BRANO RIPORTATO:
====

I primi vaccini preventivi contro il cancro

Questo tipo di terapia, nota come immuno-oncologica, si è evoluta seguendo diverse strategie e una di quelle più promettenti riguarda i vaccini antitumorali.

I vaccini contro il cancro hanno iniziato a essere sviluppati non appena negli anni ’80 è stato scoperto il legame tra papillomavirus umano (HPV) e cancro. Il premio Nobel Harald zur Hausen ed i suoi colleghi hanno scoperto che due tipi di papillomavirus, HPV 16 e HPV 18, erano presenti in oltre il 70% dei tumori cervicali. Scoprirono anche che parte del genoma dell’HPV era integrato nel DNA umano nelle cellule cervicali che hanno poi dato origine al cancro, suggerendo nuovi metodi per trattare la malattia.

Nel 2005-2006, si è finalmente riusciti a sviluppare un vaccino HPV per prevenire il cancro cervicale. Oltre a questo, recentemente sono state sviluppate anche terapie per prevenire l’epatite B, che può causare il cancro al fegato. Questi vaccini sono stati i primi trattamenti preventivi anticancro.

====

ORDINE DI LAVORO A: Secondo il brano sui vaccini antitumorali, quali due tipi di papillomavirus erano presenti in oltre il 70% dei tumori cervicali?
ORDINE DI LAVORO B: Riporti dal brano sui vaccini antitumorali il tratto che va da "Nel 2005-2006, si" fino a "trattamenti preventivi anticancro.", estremi inclusi.
ORDINE DI LAVORO C: Riassuma in due frasi il brano sui vaccini antitumorali.

VOCI DI DATI:
====

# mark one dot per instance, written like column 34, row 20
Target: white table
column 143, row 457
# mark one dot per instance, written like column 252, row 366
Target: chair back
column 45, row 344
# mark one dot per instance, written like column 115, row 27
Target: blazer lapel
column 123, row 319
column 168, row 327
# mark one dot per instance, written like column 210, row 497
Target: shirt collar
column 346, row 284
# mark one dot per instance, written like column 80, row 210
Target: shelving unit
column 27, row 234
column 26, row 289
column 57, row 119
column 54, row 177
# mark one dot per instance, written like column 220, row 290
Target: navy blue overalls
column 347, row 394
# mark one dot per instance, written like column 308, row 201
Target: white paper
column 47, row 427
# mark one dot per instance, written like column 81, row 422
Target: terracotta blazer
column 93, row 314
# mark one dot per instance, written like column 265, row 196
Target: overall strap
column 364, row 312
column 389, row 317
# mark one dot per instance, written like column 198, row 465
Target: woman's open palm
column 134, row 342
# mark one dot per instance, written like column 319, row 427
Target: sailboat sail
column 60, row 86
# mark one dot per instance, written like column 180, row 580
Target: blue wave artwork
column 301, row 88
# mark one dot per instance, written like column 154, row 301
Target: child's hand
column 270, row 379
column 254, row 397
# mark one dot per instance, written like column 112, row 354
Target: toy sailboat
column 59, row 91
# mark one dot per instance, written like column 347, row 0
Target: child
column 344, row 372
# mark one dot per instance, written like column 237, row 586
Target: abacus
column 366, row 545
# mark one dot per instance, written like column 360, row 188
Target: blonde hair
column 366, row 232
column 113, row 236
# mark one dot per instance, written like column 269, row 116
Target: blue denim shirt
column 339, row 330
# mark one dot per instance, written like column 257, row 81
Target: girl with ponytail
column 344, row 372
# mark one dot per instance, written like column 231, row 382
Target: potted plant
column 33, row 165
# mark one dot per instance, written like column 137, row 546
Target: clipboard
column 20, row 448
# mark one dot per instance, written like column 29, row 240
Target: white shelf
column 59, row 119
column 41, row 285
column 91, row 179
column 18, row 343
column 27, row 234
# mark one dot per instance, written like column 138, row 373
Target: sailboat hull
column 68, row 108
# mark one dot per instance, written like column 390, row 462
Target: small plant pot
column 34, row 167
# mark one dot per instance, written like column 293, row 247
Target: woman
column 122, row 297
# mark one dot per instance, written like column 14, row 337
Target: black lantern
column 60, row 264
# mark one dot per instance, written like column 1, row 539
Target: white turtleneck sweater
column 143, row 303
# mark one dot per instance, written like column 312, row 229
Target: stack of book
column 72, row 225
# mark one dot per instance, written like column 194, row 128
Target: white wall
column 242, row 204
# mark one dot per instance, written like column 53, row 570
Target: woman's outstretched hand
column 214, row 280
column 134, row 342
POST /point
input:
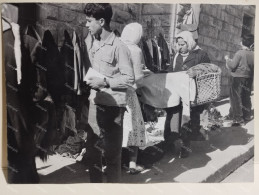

====

RISPOSTA A: HPV 16 e HPV 18.

RISPOSTA B:
Nel 2005-2006, si è finalmente riusciti a sviluppare un vaccino HPV per prevenire il cancro cervicale. Oltre a questo, recentemente sono state sviluppate anche terapie per prevenire l’epatite B, che può causare il cancro al fegato. Questi vaccini sono stati i primi trattamenti preventivi anticancro.

RISPOSTA C: Lo sviluppo dei vaccini contro il cancro è iniziato dopo la scoperta, negli anni ’80, del legame tra papillomavirus umano e cancro, con HPV 16 e HPV 18 presenti in oltre il 70% dei tumori cervicali. Nel 2005-2006 è stato sviluppato un vaccino HPV per prevenire il cancro cervicale, che insieme alle terapie contro l’epatite B, causa possibile del cancro al fegato, ha costituito i primi trattamenti preventivi anticancro.